Can you render the rows below as a Markdown table with columns Index and Entry, giving each line a number? Start at the line that contains "Check that each instance of the distant" and continue through the last row, leaving out blank lines and the pictures.

* START *

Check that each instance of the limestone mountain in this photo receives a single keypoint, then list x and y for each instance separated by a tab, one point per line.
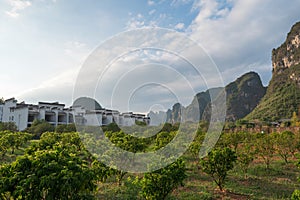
242	96
283	94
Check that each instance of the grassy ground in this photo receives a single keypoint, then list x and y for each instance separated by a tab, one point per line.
278	182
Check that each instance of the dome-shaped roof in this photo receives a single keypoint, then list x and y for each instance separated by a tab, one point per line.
87	103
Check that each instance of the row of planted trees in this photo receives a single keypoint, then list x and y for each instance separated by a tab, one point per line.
59	165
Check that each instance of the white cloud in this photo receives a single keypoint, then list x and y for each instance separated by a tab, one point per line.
243	33
151	12
179	26
17	6
150	2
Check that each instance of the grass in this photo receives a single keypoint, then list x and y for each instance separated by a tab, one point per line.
278	182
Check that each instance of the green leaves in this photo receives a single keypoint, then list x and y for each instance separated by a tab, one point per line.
218	163
52	169
158	184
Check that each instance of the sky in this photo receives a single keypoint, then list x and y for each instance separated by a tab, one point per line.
45	44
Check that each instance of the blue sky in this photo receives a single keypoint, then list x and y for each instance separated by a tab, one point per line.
44	43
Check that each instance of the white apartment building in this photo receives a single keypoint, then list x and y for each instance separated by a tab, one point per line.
55	113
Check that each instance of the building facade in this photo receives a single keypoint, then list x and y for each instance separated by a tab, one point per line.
55	113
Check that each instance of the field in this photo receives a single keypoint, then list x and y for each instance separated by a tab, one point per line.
266	176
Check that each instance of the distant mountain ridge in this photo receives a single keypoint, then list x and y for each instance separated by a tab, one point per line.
247	98
242	97
283	94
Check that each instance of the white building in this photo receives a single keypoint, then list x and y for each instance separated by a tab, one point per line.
55	113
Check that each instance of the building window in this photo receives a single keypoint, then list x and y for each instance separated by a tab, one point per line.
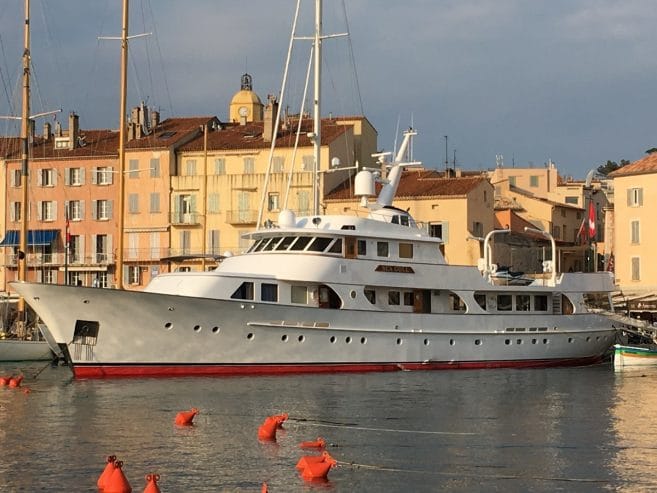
272	201
405	250
102	210
155	202
47	210
155	167
299	294
308	163
133	168
636	269
269	292
15	211
277	164
635	232
213	203
635	197
249	165
74	210
47	177
103	175
133	203
220	166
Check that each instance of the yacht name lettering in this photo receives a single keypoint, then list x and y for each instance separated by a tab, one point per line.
401	269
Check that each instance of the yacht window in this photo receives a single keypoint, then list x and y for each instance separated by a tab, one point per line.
456	303
522	302
270	246
336	247
244	292
319	245
504	302
255	246
393	297
263	243
301	243
406	250
287	241
540	303
299	294
268	292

* END *

- EXPECTED ANSWER -
| Index | Entry |
|---|---|
| 1 | Check that each instance of the distant mountain ridge in this photo receives a single keypoint, then list x and y for each instance separated by a tab, one point per line. |
| 2 | 247	98 |
| 3 | 242	97 |
| 4 | 283	94 |
| 5 | Check that each instance of the white building in this photo receives a single keypoint, then list x and y for each instance separated by a tab, one point per line. |
| 6 | 55	113 |
| 7 | Check that each instance of the building window in this photo receives a single keypoint, then list x and y for each instance separated by a tab, one point per line. |
| 8 | 272	201 |
| 9 | 405	250 |
| 10 | 102	210 |
| 11 | 155	202 |
| 12 | 47	210 |
| 13 | 155	167 |
| 14 | 299	294 |
| 15 | 308	163 |
| 16 | 133	168 |
| 17 | 636	269 |
| 18 | 269	292 |
| 19 | 15	211 |
| 20 | 277	164 |
| 21 | 635	232 |
| 22 | 213	203 |
| 23 | 635	197 |
| 24 | 249	165 |
| 25 | 74	210 |
| 26 | 47	177 |
| 27 | 103	175 |
| 28 | 133	203 |
| 29 | 220	166 |
| 30 | Check that each instance of the yacht name lettering in this photo receives a single keypoint, then list x and y for each instance separated by a tab, one point per line. |
| 31 | 401	269 |
| 32 | Check that each instance of the yacht window in this photo receives a single keypoint, then list x and y for each instance separated by a tab, one point per line. |
| 33 | 456	303 |
| 34 | 522	302 |
| 35 | 270	246 |
| 36 | 336	247 |
| 37 | 244	292 |
| 38 | 319	245 |
| 39 | 504	302 |
| 40 | 255	246 |
| 41 | 393	297 |
| 42 | 263	243 |
| 43 | 301	243 |
| 44 | 406	250 |
| 45 | 287	241 |
| 46 | 540	303 |
| 47 | 299	294 |
| 48 | 268	292 |